Every line of the material below that holds the string "table" should be copied.
(Recorded information)
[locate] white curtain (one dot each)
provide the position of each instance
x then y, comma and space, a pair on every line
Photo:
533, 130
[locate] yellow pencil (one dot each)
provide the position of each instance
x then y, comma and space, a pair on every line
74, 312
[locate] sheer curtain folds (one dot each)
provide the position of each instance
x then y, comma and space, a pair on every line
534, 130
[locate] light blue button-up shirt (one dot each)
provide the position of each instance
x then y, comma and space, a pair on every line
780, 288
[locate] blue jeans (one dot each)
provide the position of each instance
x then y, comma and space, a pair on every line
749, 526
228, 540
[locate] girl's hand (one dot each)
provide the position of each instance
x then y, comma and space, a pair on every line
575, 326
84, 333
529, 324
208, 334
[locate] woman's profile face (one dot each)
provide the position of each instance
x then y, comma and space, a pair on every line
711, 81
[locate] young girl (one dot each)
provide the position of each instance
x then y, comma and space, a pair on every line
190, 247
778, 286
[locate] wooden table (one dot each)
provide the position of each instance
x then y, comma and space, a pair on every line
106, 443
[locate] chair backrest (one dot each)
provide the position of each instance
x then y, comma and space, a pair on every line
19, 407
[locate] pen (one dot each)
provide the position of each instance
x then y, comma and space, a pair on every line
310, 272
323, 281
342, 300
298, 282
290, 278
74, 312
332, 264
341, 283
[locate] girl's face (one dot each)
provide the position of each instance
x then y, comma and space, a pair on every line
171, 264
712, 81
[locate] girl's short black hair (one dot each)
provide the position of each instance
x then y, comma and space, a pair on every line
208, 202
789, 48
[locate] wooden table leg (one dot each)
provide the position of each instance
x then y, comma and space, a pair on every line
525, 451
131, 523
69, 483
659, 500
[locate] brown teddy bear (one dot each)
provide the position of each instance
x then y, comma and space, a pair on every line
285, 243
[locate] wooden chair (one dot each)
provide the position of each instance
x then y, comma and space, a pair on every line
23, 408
(End Recorded information)
[Response below]
[locate] wooden table (one dot each)
[locate] wooden table leg (one dot each)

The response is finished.